SHORT TASK. Which lines in the rows below contain the string "dark"? Gather every such line and copy it out, treating uppercase and lowercase as different.

Stored dataset rows.
# # # # # # #

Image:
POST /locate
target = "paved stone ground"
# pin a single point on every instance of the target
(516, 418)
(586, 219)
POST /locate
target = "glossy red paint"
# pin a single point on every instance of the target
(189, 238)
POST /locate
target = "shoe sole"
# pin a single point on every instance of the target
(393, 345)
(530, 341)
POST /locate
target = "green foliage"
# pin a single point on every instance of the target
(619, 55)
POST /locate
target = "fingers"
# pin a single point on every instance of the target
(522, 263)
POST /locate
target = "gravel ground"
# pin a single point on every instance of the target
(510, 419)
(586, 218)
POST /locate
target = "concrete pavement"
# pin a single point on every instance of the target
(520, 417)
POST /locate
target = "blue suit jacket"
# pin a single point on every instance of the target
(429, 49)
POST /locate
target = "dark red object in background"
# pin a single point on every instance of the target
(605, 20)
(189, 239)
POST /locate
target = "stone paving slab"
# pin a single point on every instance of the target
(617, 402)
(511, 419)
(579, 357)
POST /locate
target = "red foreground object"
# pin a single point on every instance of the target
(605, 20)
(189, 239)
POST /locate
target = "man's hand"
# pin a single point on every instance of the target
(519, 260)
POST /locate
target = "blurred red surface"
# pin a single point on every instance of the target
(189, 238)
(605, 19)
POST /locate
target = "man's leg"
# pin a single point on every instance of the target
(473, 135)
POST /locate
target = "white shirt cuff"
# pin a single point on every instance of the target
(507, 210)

# # # # # # #

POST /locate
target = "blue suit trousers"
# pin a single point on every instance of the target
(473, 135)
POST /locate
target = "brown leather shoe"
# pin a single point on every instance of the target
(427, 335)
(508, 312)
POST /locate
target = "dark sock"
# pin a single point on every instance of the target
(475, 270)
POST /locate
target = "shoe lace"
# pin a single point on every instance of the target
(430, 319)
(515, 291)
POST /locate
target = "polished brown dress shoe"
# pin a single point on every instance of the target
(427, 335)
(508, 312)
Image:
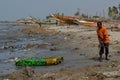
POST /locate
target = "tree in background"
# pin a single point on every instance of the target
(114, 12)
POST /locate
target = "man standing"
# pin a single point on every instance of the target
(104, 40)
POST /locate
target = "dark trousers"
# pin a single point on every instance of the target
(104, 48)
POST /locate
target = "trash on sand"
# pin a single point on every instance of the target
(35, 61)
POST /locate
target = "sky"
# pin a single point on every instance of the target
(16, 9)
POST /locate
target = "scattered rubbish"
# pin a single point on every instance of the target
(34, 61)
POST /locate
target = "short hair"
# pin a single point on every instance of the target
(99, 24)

# # # # # # #

TASK SOLUTION.
target = "dark red object in background"
target = "dark sock"
target = "dark trousers"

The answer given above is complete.